**Exercise requirements**
Reproduce, word for word, every line starting at the line that contains "Return one point per instance of the cracked" and ending with the final line of the entries.

**Given records**
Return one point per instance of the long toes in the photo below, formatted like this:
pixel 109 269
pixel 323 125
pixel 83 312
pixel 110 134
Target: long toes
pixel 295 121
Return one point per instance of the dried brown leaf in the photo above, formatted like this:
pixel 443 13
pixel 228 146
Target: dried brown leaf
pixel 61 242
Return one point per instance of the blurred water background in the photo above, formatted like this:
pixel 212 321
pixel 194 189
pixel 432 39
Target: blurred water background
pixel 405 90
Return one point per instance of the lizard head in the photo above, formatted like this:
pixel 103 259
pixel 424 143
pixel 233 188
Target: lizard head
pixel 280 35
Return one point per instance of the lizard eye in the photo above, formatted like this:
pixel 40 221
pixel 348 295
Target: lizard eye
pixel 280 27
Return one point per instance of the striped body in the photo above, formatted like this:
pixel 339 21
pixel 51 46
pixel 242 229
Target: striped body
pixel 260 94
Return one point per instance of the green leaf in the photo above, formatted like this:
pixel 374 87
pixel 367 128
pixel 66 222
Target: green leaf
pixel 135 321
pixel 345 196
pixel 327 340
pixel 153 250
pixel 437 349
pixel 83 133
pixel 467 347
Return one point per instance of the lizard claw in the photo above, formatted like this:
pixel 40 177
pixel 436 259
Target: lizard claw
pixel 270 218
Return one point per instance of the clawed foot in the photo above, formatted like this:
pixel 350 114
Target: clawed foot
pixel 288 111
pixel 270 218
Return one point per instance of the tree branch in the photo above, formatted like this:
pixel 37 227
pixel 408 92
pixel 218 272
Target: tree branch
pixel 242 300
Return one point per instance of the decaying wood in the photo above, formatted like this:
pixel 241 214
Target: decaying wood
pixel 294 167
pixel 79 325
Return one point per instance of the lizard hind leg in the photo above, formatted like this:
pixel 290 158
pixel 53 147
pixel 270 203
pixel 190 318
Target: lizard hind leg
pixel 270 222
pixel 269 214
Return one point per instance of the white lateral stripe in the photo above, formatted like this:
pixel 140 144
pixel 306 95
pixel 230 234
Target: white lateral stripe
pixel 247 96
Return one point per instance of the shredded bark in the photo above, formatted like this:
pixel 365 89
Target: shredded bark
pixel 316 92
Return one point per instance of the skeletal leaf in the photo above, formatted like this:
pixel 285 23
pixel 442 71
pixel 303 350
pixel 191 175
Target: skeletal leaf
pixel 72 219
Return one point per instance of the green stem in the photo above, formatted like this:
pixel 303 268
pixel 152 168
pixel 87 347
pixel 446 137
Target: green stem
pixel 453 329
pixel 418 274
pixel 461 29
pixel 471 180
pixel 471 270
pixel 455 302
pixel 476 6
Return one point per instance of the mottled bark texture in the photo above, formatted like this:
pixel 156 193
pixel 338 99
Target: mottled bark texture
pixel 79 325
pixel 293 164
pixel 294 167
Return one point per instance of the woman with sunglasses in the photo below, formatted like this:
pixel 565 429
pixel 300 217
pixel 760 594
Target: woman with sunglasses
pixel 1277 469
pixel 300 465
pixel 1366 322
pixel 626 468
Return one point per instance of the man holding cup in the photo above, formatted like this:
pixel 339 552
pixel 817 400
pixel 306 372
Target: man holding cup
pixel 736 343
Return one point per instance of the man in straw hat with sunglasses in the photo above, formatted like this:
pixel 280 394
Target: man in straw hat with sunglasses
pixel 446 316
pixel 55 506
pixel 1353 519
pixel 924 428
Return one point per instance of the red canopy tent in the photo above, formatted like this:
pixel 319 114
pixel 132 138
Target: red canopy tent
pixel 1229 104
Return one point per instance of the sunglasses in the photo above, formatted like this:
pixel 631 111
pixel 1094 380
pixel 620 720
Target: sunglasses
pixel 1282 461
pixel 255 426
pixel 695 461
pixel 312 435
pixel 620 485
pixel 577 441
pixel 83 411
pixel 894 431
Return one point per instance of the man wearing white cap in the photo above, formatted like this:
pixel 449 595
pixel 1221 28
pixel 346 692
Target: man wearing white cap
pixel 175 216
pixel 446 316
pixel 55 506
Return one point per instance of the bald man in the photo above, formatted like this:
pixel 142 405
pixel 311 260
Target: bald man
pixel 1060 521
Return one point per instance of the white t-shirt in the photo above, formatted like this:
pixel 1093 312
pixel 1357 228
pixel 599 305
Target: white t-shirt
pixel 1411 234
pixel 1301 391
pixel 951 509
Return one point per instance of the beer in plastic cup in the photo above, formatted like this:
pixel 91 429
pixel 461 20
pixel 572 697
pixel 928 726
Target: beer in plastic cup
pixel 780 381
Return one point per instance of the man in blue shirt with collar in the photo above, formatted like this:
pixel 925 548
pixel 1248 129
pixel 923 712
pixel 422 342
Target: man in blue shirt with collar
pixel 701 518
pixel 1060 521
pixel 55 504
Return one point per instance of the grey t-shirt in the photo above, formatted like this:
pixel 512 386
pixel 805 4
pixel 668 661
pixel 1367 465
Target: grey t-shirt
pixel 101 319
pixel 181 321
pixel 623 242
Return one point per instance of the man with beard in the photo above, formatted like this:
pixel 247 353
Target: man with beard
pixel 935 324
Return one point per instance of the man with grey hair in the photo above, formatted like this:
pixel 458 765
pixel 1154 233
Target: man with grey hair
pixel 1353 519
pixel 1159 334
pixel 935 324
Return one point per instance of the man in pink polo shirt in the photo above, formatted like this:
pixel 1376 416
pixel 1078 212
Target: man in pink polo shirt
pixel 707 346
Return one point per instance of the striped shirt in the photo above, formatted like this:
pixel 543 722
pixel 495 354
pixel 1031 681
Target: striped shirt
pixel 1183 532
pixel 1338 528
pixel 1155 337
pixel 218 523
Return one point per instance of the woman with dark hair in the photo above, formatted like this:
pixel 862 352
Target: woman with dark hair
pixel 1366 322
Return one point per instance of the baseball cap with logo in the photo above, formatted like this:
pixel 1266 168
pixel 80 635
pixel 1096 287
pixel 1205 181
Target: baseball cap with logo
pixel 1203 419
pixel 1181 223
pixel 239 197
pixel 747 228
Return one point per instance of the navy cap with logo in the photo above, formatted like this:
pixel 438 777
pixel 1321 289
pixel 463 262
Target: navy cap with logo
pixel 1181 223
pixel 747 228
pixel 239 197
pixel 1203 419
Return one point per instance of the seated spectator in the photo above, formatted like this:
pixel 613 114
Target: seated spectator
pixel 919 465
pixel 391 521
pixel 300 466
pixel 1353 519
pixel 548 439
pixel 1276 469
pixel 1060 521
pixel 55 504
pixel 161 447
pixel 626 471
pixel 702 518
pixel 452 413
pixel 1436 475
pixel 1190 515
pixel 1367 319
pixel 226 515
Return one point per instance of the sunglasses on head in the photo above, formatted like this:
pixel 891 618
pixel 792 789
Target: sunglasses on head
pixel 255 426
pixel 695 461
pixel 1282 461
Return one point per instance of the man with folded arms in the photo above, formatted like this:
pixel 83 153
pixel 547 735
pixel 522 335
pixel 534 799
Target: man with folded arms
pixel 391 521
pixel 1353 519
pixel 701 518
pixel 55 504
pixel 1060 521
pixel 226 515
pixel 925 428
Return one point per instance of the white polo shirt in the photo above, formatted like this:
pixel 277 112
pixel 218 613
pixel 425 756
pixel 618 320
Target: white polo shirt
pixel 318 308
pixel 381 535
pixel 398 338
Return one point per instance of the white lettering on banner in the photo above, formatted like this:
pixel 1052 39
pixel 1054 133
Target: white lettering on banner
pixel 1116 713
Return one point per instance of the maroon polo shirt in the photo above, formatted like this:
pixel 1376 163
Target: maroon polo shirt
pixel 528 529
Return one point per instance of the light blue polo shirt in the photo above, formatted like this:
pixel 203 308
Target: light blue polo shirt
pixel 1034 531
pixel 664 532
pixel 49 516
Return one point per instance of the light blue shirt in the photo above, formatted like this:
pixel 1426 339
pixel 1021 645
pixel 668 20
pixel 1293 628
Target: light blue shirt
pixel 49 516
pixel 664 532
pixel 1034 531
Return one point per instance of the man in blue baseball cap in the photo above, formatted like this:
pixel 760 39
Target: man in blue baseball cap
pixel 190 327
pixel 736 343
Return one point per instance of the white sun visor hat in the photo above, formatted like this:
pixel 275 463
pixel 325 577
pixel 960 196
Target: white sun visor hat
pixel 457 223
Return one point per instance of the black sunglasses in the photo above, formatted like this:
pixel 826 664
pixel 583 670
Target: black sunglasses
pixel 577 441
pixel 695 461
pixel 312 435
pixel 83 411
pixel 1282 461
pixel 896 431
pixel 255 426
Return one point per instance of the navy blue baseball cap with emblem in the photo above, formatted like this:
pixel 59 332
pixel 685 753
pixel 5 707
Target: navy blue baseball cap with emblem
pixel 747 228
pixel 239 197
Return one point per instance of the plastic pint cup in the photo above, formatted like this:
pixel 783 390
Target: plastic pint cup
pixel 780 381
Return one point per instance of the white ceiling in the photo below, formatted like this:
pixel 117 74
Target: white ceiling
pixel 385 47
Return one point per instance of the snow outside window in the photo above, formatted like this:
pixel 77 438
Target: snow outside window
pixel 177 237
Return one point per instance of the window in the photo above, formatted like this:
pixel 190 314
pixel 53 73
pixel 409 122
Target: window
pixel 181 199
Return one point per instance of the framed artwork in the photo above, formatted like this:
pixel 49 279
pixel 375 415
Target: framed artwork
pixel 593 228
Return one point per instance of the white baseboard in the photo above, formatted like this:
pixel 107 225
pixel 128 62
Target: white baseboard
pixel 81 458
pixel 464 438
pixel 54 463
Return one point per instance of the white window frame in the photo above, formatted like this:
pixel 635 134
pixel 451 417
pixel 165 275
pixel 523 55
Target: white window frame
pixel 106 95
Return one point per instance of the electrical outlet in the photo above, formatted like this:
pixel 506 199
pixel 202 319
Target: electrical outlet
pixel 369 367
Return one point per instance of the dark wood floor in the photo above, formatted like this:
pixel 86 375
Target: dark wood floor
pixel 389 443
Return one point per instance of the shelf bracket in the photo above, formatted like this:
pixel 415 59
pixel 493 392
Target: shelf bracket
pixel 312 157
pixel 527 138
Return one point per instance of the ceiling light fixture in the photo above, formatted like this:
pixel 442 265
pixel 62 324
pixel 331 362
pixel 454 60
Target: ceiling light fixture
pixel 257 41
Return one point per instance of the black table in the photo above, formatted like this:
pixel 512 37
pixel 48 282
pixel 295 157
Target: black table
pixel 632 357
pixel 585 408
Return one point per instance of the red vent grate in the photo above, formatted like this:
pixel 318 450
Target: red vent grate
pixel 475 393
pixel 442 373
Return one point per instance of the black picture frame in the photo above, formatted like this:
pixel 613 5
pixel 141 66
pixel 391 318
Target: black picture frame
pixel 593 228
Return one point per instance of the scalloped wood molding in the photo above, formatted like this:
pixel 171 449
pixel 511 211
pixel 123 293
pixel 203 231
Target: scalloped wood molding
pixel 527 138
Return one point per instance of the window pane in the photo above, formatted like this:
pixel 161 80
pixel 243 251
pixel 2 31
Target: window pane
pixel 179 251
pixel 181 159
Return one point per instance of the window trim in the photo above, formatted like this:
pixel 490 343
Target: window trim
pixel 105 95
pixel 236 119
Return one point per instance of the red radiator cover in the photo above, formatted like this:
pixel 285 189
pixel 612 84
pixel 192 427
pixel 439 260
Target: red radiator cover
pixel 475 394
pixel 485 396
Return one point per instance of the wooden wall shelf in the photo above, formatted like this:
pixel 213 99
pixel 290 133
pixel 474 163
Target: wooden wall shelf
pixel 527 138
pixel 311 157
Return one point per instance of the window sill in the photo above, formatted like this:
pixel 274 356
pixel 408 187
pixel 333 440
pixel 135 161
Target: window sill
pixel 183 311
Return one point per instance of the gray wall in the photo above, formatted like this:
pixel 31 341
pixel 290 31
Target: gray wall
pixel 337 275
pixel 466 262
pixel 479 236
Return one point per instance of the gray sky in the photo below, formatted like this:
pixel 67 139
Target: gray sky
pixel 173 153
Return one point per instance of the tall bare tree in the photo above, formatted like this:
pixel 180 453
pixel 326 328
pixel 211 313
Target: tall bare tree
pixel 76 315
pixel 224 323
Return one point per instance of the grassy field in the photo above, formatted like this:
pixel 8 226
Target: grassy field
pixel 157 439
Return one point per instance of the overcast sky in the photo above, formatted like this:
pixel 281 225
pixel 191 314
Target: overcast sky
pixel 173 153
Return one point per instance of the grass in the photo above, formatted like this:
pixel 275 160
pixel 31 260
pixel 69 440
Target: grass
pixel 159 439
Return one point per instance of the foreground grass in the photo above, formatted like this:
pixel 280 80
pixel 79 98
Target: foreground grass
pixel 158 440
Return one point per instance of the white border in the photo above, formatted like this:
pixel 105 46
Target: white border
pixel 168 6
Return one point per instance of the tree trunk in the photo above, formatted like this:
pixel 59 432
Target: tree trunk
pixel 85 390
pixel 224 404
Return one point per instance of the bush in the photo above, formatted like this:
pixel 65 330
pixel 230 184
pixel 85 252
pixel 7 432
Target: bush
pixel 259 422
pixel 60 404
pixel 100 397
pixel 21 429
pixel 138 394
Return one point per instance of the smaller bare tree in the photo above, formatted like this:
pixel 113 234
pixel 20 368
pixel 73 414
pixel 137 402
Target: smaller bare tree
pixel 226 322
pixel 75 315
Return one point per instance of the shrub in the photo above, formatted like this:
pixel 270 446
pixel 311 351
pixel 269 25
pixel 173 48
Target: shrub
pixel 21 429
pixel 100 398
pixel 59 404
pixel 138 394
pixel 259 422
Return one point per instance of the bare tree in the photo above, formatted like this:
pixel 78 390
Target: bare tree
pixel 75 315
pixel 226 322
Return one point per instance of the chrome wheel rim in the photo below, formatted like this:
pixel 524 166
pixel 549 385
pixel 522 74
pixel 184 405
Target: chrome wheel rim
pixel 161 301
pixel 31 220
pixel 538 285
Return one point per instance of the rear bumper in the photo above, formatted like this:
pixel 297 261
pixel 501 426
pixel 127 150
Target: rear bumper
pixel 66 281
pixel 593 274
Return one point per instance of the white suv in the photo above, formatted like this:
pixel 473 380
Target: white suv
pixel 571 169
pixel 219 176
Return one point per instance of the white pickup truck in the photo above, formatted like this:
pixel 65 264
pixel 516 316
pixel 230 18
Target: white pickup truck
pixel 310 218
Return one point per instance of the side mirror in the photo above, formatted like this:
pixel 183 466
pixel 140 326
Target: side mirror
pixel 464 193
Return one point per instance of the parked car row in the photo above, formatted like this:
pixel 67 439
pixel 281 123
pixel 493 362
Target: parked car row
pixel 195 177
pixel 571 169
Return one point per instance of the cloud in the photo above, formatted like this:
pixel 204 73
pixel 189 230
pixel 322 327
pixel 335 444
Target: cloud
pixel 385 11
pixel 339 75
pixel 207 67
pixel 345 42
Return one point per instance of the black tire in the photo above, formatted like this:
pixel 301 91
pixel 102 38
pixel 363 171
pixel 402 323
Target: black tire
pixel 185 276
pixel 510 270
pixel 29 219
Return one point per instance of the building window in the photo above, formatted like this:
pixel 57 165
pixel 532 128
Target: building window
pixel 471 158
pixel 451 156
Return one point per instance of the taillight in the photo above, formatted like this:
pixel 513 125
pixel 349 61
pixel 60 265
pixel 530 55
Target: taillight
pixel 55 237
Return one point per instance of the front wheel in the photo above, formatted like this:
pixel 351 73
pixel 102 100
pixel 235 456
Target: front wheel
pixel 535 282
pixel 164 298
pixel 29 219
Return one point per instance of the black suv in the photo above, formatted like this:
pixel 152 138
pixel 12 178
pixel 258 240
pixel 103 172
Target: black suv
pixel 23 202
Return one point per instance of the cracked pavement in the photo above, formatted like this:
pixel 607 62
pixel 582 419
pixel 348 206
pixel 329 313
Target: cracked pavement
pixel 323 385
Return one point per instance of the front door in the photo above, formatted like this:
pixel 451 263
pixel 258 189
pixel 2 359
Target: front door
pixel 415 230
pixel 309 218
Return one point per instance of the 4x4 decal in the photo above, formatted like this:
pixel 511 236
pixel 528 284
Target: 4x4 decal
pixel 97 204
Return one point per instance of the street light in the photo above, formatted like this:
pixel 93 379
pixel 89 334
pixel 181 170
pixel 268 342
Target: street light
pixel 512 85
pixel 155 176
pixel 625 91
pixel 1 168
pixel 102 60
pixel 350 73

**Response to this exercise**
Return one point per instance of the cracked pavement in the photo above, formatted like this:
pixel 607 62
pixel 582 419
pixel 348 206
pixel 329 313
Target: cracked pavement
pixel 323 385
Return one point per instance of the front door in the photo above, formatted like this:
pixel 451 263
pixel 258 189
pixel 2 359
Target: front door
pixel 415 230
pixel 309 218
Return one point per instance of the 4x4 decal in the photo above, formatted like this:
pixel 511 236
pixel 528 284
Target: 4x4 decal
pixel 97 204
Return one point per instance of the street light in the photo above, formatted like this:
pixel 93 379
pixel 89 334
pixel 181 170
pixel 268 342
Target: street light
pixel 512 85
pixel 155 176
pixel 625 91
pixel 1 168
pixel 102 60
pixel 350 73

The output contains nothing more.